══ EXCERPT ══

Apr 24

“It’s Not You”: It’s Your Narcissist

Clinical psychologist Ramani Durvasula has a new bestseller: It’s Not You: Identifying and Healing from Narcissistic People. Previous titles by this expert that also tackled issues of narcissism are Should I Stay or Should I Go?: Surviving a Relationship with a Narcissist and “Don’t You Know Who I Am?”: How to Stay Sane in an Era of Narcissism, Entitlement, and Incivility.

Durvasula, by the way, not only has significant experience working with survivors of narcissistic abuse, she’s also confronted it in her own life.

From Kirkus Reviews:

Narcissists can be charming and seductive, often attracting partners with ‘love bombing,’ but soon their self-serving behavior surfaces. As her detailed case histories reveal, among the traits that mark a narcissistic personality are a craving for constant validation and admiration, delusional grandiosity, a sense of entitlement, and a lack of empathy. They abuse those close to them with behaviors such as gaslighting, dismissiveness, rage, threats, revenge, isolation, and betrayal. Victims of this abuse, she has found from her patients, tend to blame themselves and feel shame, confusion, depression, and anxiety.

Selected Quotes from It’s Not You

Identifying a narcissistic person is far less important than understanding what qualifies as unacceptable behavior and what it does to you.

I am tired of people calling those of us who get stuck in these cycles “codependent” or “addicted” to the narcissistic relationship. It’s not that. If you have any empathy, have normal cognitive functioning, and were shaped by societal and cultural norms and realities, it is not surprising that you would get stuck. The narcissistic relationship is like a riptide that pulls you back in even as you try to swim away. The intensity, attentiveness, and highs and lows are why you swim out to where the riptide is. The abusive behavior makes you want to swim away from the riptide, but the guilt and fear of leaving, the practical issues raised by leaving (financial, safety, cultural, family), as well as the natural drive toward attachment, connection, and love are what keep you stuck in the riptide’s pull.

Selected Quotes from Should I Stay or Should I Go?

The narcissist is like a bucket with a hole in the bottom: No matter how much you put in, you can never fill it up. The phrase “I never feel like I am enough” is the mantra of the person in the narcissistic relationship. That’s because to your narcissistic partner, you are not. No one is. Nothing is.

Gaslighting qualifies as a form of emotional abuse that involves denying a person’s experience and making statements, such as “that never happened,” “you’re too sensitive,” or “this isn’t that big a deal.

Selected Quotes from “Don’t You Know Who I Am?”

═══
══ LISTED ENTRIES ══

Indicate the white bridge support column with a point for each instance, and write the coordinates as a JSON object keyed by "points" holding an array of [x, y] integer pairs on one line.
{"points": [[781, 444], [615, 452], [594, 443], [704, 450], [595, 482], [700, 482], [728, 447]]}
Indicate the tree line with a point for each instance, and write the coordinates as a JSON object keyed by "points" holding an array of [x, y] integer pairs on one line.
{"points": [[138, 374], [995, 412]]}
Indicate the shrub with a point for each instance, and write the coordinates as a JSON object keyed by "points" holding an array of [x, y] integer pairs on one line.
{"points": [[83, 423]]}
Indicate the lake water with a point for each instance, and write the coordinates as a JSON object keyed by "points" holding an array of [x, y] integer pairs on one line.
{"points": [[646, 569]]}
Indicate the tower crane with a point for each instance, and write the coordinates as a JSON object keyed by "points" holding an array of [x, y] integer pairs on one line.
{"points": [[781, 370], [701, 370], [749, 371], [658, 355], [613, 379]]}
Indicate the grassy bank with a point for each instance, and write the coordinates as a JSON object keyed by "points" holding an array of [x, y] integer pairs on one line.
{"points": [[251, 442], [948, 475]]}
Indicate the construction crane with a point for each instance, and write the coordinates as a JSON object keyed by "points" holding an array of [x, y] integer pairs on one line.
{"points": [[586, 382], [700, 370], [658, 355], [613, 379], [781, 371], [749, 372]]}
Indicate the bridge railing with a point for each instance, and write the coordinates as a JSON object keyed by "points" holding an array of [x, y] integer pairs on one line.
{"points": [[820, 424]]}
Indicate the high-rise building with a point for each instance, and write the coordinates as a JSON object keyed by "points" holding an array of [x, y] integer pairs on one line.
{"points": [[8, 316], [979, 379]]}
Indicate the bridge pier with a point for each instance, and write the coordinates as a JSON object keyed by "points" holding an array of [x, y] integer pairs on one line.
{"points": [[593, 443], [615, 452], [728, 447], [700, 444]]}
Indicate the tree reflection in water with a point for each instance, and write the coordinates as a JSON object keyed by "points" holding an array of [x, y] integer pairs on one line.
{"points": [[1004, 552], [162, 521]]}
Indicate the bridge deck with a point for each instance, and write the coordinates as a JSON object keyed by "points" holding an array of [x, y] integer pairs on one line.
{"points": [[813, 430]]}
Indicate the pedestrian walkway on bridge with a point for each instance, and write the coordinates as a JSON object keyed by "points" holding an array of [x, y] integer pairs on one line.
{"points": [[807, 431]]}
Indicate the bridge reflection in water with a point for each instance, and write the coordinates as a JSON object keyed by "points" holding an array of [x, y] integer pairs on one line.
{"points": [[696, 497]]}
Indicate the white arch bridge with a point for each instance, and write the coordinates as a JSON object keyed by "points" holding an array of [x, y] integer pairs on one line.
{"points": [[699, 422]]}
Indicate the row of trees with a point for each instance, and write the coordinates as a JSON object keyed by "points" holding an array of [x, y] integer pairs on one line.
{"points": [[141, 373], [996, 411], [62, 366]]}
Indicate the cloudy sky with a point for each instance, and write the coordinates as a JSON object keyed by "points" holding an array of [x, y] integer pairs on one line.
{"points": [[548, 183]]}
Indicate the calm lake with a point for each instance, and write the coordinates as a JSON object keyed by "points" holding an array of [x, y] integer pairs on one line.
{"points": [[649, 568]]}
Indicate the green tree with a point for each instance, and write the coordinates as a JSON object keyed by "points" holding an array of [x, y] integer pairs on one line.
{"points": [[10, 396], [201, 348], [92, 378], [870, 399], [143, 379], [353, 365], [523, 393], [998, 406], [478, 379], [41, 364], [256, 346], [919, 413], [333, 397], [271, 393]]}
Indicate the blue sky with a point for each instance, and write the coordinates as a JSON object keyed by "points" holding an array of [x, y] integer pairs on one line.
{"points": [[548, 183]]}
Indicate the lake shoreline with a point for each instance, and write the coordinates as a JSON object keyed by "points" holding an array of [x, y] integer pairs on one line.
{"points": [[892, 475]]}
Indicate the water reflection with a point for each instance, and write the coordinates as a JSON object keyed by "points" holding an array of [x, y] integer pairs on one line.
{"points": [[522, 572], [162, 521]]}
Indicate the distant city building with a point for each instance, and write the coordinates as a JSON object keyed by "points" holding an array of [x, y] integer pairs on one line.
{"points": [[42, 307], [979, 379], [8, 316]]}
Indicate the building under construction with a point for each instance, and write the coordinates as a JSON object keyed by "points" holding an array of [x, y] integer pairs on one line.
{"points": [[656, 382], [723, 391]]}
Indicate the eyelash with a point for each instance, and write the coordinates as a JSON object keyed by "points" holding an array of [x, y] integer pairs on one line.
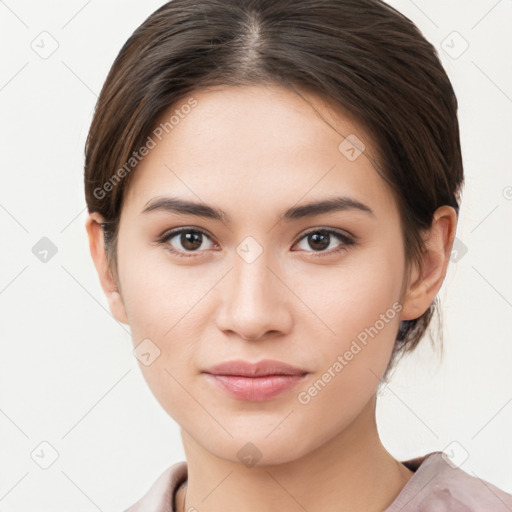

═══

■ TASK STATEMENT
In the post on narcissism, which behaviors does the Kirkus Reviews passage say narcissists use to abuse those close to them? This material was taken from a different source than the post.

■ YOUR RESPONSE
Gaslighting, dismissiveness, rage, threats, revenge, isolation, and betrayal.